### What to do:
Copy out, word for word, the lines from the one containing "Segment the sunlit" to the one containing "[[428,251],[359,249],[213,273],[113,298],[442,297],[447,261]]", including both of those lines.

### Input rows:
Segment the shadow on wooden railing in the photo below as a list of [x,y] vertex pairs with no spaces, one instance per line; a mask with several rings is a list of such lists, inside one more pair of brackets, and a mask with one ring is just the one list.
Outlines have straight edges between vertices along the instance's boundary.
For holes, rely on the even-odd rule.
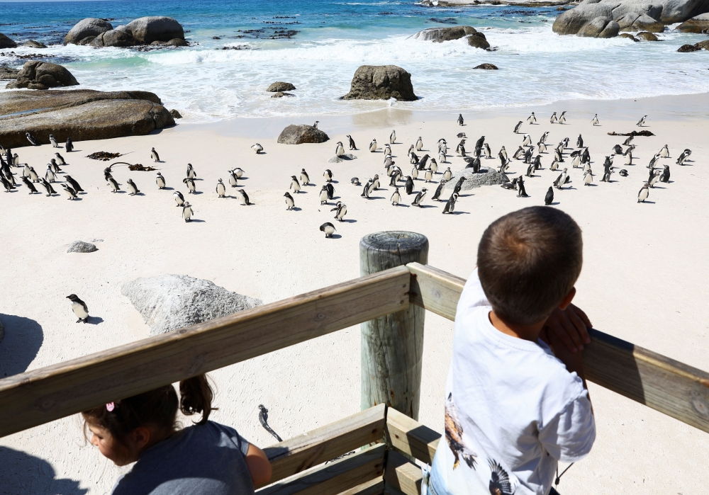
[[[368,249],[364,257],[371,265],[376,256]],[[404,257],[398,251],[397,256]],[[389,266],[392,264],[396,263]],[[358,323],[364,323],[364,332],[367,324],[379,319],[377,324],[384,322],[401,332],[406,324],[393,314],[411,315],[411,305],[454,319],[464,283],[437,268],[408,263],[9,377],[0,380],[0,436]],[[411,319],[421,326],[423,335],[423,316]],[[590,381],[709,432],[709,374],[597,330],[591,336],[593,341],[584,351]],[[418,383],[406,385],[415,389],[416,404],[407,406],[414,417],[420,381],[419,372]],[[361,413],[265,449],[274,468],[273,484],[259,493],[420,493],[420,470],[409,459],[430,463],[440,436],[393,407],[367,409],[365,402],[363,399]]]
==
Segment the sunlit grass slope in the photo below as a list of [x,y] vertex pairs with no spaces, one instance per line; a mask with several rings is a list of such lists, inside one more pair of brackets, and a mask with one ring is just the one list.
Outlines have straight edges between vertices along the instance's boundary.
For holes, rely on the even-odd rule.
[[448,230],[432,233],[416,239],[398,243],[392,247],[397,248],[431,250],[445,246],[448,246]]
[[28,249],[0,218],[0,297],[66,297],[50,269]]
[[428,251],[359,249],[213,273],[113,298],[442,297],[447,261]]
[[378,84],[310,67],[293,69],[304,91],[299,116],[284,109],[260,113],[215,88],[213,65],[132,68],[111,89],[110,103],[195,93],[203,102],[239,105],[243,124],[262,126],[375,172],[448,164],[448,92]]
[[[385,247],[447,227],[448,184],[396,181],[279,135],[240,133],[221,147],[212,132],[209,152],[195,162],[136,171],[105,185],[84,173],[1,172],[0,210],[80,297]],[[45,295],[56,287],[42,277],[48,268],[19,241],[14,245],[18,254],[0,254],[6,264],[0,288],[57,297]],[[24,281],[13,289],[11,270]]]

### Finished answer:
Segment the sunlit grass slope in the photo below as a list of [x,y] vertex pairs with no spaces, one instance per line; a mask with several rings is a list of such lists, inside one more pair of brackets, and a mask with one ring is just the one list.
Outlines have straight edges between vertices along the instance's boundary.
For holes, rely on the even-odd rule.
[[448,230],[432,233],[416,239],[398,243],[392,247],[397,248],[431,250],[445,246],[448,246]]
[[28,249],[0,218],[0,297],[66,297],[50,269]]
[[428,251],[359,249],[213,273],[113,298],[442,297],[447,261]]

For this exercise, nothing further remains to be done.